[GIVEN TASK] Arrange the lines from the first one up to and including the line with "point(381, 771)" as a Markdown table with the columns Row and Line, giving each line's row number and its text and skipping any blank lines.

-.-.-

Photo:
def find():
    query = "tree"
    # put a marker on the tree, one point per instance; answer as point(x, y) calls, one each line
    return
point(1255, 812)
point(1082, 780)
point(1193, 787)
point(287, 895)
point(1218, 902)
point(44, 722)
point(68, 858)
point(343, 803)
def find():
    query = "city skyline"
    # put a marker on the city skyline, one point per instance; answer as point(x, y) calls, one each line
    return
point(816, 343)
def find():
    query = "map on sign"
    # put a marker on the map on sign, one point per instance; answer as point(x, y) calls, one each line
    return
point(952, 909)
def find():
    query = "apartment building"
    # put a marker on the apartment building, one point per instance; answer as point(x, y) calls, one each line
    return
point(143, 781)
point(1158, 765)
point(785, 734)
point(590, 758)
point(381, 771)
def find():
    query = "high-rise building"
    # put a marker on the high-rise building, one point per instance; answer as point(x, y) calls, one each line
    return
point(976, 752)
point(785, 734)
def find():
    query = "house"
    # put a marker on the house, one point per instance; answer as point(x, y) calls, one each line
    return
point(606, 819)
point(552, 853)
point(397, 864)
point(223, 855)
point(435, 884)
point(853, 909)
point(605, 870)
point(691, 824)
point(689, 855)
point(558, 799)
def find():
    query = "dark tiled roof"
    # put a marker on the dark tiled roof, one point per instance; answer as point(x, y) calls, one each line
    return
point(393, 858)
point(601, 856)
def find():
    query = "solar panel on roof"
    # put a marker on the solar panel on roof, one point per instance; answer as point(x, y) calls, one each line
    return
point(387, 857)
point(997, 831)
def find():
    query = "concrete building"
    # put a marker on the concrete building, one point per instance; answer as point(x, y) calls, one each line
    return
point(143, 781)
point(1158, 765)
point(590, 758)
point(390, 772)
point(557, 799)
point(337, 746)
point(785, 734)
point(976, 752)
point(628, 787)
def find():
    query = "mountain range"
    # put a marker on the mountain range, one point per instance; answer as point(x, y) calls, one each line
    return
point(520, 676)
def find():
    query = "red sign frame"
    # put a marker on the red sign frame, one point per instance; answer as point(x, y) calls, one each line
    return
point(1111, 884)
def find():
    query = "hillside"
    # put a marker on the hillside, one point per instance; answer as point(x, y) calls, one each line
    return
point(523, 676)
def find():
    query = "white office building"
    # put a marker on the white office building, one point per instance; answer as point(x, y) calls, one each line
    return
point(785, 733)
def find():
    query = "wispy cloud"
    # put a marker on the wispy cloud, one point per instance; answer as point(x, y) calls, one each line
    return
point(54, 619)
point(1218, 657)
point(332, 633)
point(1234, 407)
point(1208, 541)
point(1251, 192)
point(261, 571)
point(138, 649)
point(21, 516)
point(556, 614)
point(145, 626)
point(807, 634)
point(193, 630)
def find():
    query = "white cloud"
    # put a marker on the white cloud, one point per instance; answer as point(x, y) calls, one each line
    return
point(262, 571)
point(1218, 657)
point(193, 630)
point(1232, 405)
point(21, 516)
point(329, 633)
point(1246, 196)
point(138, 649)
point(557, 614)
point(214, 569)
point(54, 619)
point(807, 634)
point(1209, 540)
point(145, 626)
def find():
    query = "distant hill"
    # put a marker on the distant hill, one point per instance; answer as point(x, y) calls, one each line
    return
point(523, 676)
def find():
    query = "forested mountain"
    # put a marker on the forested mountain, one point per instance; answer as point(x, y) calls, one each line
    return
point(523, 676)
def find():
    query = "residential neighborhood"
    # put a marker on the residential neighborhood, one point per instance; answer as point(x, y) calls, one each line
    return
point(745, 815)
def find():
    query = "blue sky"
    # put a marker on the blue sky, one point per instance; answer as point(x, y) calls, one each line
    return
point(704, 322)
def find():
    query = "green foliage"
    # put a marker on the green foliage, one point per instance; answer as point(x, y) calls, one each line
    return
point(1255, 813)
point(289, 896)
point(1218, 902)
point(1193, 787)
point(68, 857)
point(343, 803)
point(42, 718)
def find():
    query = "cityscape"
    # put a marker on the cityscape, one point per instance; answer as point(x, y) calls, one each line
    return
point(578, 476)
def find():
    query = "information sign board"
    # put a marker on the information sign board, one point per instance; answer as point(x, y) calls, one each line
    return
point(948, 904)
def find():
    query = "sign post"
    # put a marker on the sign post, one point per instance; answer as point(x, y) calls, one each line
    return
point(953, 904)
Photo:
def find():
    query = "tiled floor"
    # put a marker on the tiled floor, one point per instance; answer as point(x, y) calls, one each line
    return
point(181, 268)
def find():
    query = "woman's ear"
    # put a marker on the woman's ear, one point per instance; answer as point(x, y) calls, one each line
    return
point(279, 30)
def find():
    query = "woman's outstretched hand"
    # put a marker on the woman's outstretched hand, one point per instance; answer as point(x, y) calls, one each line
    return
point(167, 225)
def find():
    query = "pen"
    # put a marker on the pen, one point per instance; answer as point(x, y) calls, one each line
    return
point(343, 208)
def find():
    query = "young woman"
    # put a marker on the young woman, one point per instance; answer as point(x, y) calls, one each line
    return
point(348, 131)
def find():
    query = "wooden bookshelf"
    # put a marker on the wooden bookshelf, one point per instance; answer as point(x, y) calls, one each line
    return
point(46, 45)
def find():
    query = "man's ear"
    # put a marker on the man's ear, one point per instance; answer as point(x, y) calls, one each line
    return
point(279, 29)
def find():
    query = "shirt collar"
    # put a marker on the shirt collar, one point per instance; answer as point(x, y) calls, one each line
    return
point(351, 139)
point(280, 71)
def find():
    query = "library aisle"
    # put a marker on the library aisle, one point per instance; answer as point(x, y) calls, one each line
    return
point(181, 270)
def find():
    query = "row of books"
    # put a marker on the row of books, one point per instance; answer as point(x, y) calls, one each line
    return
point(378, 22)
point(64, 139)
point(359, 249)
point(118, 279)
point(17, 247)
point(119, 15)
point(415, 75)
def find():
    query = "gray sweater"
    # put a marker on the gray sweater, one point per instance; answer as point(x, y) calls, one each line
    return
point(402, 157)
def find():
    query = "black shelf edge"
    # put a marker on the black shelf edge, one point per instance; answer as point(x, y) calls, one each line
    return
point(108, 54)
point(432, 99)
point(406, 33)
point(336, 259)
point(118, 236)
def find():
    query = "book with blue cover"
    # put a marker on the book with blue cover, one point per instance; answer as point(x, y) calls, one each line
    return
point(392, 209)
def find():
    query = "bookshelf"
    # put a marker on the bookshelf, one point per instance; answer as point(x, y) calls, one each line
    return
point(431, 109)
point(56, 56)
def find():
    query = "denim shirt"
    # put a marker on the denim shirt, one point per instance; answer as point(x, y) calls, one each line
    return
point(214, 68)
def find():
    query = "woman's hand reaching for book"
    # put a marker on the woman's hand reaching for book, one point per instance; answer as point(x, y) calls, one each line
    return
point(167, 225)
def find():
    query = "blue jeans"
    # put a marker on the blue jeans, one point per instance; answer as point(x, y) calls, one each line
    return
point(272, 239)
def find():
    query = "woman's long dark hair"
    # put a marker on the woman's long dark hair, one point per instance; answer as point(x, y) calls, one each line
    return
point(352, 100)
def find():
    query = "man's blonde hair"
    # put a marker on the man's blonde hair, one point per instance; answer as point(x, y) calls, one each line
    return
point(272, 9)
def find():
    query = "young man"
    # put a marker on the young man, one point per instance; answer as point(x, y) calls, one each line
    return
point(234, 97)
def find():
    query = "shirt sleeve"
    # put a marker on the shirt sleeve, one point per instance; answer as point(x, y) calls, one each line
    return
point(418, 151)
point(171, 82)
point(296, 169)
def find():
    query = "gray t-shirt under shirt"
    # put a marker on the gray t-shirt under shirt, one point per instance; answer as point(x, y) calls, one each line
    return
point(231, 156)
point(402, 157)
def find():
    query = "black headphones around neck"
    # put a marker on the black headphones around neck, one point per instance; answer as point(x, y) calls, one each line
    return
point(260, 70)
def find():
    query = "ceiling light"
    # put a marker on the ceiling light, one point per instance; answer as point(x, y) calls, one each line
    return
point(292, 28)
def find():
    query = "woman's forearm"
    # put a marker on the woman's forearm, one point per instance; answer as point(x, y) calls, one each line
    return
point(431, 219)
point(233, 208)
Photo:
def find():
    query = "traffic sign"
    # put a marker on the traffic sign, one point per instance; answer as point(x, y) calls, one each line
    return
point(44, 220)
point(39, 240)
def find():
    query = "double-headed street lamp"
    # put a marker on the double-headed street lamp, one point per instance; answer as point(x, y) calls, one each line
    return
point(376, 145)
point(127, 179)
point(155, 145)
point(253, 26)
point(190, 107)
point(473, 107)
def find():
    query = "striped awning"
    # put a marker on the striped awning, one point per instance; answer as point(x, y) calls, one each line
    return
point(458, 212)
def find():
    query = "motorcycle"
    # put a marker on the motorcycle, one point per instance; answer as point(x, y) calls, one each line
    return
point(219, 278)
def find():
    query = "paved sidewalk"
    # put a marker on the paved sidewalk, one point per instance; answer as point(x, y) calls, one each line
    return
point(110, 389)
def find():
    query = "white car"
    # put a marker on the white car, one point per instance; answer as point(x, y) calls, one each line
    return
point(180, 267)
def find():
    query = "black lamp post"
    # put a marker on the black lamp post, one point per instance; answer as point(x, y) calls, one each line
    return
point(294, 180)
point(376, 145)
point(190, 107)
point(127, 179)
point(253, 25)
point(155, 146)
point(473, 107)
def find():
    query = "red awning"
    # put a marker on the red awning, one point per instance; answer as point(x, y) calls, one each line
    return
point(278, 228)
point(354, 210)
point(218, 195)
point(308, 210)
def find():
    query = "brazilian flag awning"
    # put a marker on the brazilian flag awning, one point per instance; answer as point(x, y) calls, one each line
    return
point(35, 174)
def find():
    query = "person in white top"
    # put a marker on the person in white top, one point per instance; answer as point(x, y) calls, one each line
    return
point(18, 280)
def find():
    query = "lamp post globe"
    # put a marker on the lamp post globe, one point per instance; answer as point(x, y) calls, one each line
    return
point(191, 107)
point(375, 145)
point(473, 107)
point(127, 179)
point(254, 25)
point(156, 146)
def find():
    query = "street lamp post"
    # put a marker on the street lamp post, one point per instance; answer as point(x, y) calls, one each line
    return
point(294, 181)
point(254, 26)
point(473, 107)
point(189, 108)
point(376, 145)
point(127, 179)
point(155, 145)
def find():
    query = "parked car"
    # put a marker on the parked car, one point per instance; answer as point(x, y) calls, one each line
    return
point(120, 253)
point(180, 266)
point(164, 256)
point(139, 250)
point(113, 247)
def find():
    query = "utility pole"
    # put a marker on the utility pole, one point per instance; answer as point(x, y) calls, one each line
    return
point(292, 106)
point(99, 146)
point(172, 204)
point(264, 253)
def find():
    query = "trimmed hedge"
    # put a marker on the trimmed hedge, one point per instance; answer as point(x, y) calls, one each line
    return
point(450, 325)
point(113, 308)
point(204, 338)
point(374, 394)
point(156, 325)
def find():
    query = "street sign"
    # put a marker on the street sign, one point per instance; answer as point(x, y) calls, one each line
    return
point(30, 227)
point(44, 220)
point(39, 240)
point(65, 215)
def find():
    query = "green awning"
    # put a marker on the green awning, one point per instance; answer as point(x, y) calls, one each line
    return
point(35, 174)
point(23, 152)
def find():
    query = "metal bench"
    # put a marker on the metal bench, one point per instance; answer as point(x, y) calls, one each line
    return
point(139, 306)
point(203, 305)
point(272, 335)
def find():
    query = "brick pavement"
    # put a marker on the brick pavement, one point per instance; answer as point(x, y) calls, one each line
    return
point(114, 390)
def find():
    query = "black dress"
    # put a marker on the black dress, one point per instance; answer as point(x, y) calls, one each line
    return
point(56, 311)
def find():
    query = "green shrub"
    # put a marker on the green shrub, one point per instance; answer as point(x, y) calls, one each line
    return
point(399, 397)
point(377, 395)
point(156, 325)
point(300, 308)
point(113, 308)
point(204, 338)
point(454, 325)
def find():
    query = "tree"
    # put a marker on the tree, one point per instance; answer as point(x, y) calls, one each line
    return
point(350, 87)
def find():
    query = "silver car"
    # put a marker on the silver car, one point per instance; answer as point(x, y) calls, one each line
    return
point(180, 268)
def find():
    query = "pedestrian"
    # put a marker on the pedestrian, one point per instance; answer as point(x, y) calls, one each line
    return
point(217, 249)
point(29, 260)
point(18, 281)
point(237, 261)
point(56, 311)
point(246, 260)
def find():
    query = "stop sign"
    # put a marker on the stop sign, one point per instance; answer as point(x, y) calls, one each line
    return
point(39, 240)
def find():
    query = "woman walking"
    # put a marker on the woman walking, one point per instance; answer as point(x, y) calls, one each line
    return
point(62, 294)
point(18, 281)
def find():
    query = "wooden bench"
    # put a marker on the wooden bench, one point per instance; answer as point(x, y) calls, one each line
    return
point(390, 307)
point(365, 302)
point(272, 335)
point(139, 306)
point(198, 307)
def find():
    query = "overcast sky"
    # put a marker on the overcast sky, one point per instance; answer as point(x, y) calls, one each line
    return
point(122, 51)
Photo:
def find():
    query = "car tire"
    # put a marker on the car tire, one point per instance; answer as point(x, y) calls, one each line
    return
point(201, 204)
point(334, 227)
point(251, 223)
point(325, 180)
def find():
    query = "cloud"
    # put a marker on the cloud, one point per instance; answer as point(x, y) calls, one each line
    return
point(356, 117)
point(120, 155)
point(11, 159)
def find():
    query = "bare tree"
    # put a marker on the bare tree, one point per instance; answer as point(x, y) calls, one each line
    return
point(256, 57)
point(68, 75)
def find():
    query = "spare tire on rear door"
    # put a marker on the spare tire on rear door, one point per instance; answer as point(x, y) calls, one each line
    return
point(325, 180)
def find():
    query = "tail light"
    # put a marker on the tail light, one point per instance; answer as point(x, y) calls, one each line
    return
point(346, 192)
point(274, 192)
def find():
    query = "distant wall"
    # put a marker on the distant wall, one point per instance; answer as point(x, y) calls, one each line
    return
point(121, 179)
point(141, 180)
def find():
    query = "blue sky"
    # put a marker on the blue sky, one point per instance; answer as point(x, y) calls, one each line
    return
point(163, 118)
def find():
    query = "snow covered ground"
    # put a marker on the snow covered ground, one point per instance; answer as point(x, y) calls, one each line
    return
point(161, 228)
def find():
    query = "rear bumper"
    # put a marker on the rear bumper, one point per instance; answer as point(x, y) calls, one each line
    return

-.-.-

[FINISHED ANSWER]
| Row | Line |
|---|---|
| 1 | Photo: |
| 2 | def find(): |
| 3 |     query = "tree" |
| 4 |     # put a marker on the tree, one point per instance; answer as point(x, y) calls, one each line |
| 5 |     return |
| 6 | point(1255, 812) |
| 7 | point(1082, 780) |
| 8 | point(1193, 787) |
| 9 | point(287, 895) |
| 10 | point(1218, 902) |
| 11 | point(44, 722) |
| 12 | point(68, 858) |
| 13 | point(343, 803) |
| 14 | def find(): |
| 15 |     query = "city skyline" |
| 16 |     # put a marker on the city skyline, one point per instance; answer as point(x, y) calls, one each line |
| 17 |     return |
| 18 | point(816, 343) |
| 19 | def find(): |
| 20 |     query = "map on sign" |
| 21 |     # put a marker on the map on sign, one point per instance; answer as point(x, y) calls, one each line |
| 22 |     return |
| 23 | point(952, 909) |
| 24 | def find(): |
| 25 |     query = "apartment building" |
| 26 |     # put a marker on the apartment building, one point per instance; answer as point(x, y) calls, one each line |
| 27 |     return |
| 28 | point(143, 781) |
| 29 | point(1158, 765) |
| 30 | point(785, 734) |
| 31 | point(590, 758) |
| 32 | point(381, 771) |